◆ Recorded information:
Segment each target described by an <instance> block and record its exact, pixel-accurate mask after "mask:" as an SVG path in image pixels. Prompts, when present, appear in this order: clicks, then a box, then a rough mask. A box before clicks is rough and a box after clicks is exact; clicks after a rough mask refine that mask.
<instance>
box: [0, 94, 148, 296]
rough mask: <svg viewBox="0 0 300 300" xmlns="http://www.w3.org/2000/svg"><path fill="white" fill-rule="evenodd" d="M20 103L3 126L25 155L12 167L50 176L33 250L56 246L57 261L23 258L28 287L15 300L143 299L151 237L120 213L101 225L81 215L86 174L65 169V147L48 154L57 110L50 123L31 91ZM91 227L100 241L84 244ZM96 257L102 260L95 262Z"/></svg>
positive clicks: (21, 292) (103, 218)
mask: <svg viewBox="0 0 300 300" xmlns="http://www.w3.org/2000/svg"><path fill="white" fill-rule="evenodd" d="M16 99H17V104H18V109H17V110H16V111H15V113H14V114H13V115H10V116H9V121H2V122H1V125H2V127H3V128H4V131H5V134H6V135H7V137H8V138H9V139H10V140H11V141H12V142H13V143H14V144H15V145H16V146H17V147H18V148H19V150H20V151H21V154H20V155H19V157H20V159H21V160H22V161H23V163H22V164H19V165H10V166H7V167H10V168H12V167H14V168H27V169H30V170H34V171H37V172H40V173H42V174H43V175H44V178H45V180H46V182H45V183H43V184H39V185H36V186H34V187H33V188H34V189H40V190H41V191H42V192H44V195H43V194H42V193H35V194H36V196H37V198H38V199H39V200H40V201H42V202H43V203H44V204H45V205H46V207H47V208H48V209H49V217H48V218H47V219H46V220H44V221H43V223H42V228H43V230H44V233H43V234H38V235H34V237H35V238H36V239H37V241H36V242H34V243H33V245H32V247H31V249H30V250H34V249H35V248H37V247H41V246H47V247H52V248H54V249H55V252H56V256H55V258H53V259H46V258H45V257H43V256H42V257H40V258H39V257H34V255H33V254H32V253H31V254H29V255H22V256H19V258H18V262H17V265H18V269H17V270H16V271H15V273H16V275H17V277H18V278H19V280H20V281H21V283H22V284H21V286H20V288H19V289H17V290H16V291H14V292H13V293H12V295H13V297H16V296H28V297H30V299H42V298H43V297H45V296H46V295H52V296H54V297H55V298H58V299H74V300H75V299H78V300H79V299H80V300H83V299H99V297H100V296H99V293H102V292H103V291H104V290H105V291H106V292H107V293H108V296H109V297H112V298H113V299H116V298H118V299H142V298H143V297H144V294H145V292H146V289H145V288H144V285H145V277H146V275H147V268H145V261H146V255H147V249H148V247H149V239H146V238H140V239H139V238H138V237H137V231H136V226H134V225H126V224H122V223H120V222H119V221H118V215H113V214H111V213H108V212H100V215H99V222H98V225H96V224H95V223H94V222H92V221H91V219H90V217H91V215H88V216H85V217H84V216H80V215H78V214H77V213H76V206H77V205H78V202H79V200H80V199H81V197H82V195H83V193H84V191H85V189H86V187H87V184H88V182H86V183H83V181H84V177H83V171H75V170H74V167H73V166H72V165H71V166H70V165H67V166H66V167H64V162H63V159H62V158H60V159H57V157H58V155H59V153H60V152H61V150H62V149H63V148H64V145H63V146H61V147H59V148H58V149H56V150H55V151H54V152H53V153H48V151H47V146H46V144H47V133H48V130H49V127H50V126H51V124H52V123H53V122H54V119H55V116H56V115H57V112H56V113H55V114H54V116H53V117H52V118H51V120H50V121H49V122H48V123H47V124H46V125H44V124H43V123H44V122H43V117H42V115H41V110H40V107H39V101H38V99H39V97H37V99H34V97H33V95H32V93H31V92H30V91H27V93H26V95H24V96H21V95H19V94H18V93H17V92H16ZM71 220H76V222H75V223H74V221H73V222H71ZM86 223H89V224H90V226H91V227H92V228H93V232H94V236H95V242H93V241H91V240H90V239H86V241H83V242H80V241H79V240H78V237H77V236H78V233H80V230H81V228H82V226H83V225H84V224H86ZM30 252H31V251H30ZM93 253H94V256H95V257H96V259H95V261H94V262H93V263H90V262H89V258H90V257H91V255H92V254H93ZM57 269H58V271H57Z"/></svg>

◆ Required work: Wherever "instance" appears in the listing, report the line it is on.

◆ Result for this task:
Segment each target described by an <instance> block and record its exact, pixel-accurate mask after "mask:" as an SVG path in image pixels. Prompts, when present, appear in this order: clicks, then a box, then a rough mask. A box before clicks is rough and a box after clicks is exact; clicks after a rough mask refine that mask.
<instance>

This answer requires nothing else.